When you’re six years old and walking down Salisbury Beach in the dead of Summer, there’s no need to ask the score of the ball game. Every radio on every blanket is tuned in, you can follow the game as you mosey along collecting shells. Later, in the early television years, the conversation in local taverns ebbed and flowed with the direction of the game. Ebullience prevailed with every small success, the conversation stilled with grave concern as an opponent’s challenge heightened. Pity any rookie bartender not from these parts if he deigned to foolishly change the TV channel…Mississippi lynch mobs have been kinder.
The ultimate in Red Sox worship, of course, was an actual pilgrimage to the shrine, Fenway Park in Boston’s Back Bay. The first-time five year old visitor is unimpressed as he stands in front of a nondescript brick wall amidst a milling crowd of regulars, a hint of disappointment on his visage. Then they open the gates, he marches in, climbs the modest ramp toward his seat and stops on a dime, momentarily disabled by the sight. This looks a lot like what nuns describe when they talk about Heaven. More a painting than a ballfield, brilliant in green with white puffy clouds sitting in an azure sky, the home team uniforms as white as your soul in the catechisms before the first hint of sin.
The organ plays like only ballpark organs can, the hotdogs are embellished with rare and exotic garnish brought in from the mustard fields of Half Moon Bay, the fans are all aroar and any foe who walks into this den of lions is obviously in hot water. The early Red Sox fan is initiated into an avid street gang from which there is no escape but death, he is part of a rare and splendid coterie which handles adversity with grit and determination, and victory with over-the-top fervor.

◇ ◇ ◇ ◇ ◇

### STATED TASK 1
Answer these questions using the Red Sox text above:
(a) Where is the six-year-old walking in the dead of Summer?
(b) In what part of Boston does the text place Fenway Park?
(c) According to the text, where is the hotdog garnish brought in from?

### RECORDS FOR PROCESSING
◇ ◇ ◇ ◇ ◇

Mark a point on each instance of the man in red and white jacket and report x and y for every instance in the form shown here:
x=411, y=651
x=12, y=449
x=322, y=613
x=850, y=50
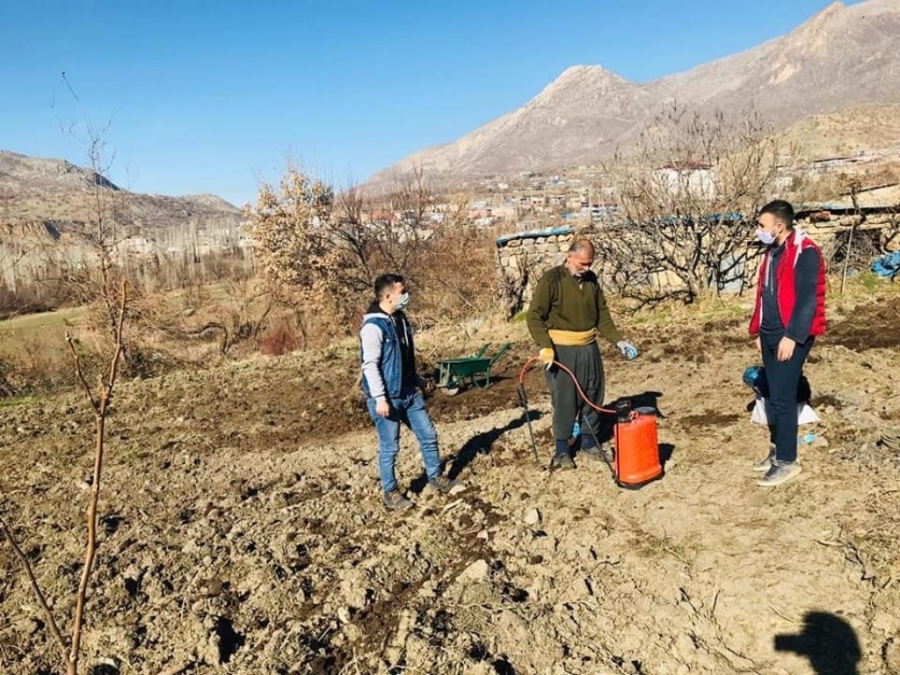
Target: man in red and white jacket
x=789, y=315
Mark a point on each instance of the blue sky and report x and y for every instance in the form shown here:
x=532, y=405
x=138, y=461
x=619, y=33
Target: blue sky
x=214, y=96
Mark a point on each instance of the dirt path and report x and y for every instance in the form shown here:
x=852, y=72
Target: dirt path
x=243, y=534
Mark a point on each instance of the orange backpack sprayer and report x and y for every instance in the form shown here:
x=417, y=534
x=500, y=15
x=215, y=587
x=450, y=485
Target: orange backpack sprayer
x=636, y=461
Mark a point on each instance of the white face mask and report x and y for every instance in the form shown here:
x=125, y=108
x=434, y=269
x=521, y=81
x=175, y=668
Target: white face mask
x=765, y=237
x=402, y=302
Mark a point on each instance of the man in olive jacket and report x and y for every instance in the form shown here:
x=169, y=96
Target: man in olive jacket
x=567, y=311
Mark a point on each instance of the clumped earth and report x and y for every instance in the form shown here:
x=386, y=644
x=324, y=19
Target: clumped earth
x=242, y=530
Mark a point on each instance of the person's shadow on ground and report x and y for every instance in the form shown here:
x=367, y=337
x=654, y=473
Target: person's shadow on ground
x=480, y=444
x=828, y=641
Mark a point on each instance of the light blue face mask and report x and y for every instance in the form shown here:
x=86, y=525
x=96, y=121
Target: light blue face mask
x=765, y=237
x=402, y=302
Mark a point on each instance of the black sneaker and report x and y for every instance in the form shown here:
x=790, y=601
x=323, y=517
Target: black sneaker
x=765, y=464
x=443, y=484
x=563, y=460
x=396, y=501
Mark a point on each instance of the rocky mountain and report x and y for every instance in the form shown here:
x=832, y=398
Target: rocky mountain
x=843, y=56
x=51, y=190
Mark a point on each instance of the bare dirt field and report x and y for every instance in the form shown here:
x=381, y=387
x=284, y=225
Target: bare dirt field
x=242, y=529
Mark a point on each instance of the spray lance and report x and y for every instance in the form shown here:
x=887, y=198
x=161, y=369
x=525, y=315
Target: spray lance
x=523, y=399
x=637, y=460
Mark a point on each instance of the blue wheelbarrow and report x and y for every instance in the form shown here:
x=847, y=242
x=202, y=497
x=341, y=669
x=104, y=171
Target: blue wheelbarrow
x=475, y=370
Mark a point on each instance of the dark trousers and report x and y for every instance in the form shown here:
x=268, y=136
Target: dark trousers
x=783, y=378
x=568, y=405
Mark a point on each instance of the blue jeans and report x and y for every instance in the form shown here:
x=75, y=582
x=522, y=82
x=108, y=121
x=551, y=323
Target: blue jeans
x=410, y=410
x=783, y=378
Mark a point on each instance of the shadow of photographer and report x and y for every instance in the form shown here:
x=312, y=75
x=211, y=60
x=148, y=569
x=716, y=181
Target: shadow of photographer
x=828, y=641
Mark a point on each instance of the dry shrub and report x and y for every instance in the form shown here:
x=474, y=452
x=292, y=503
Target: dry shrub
x=281, y=338
x=319, y=254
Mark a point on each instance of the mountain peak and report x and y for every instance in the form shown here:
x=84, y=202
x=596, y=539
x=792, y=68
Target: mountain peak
x=841, y=57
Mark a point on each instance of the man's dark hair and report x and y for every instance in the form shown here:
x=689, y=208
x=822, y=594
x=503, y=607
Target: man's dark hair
x=782, y=210
x=385, y=282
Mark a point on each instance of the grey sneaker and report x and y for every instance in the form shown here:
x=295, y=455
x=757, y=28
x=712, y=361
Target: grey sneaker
x=765, y=464
x=599, y=453
x=563, y=460
x=444, y=484
x=779, y=473
x=396, y=501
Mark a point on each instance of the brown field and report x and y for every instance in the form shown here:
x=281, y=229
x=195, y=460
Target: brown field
x=242, y=530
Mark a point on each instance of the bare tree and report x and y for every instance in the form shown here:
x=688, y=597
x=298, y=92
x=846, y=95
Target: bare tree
x=684, y=200
x=318, y=252
x=100, y=399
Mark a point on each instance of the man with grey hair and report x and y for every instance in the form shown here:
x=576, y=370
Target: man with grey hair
x=567, y=312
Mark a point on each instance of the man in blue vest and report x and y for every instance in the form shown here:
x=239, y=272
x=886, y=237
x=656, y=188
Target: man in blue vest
x=392, y=386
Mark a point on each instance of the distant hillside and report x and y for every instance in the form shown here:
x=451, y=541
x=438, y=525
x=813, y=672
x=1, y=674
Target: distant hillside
x=36, y=189
x=843, y=56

◇ ◇ ◇ ◇ ◇

### STATED TASK 2
Extract every line of the records above that contains the word "mountain", and treat uppercase and lowercase as different.

### RIGHT ANSWER 1
(a) Salisbury Beach
(b) Boston's Back Bay
(c) The mustard fields of Half Moon Bay

### RIGHT ANSWER 2
Mark a point on each instance of the rocky mountain and report x and y for every instance in the form shown here:
Target: rocky mountain
Mark a point on each instance of the mountain peak and report x and y for every instance in the form shown here:
Target: mountain peak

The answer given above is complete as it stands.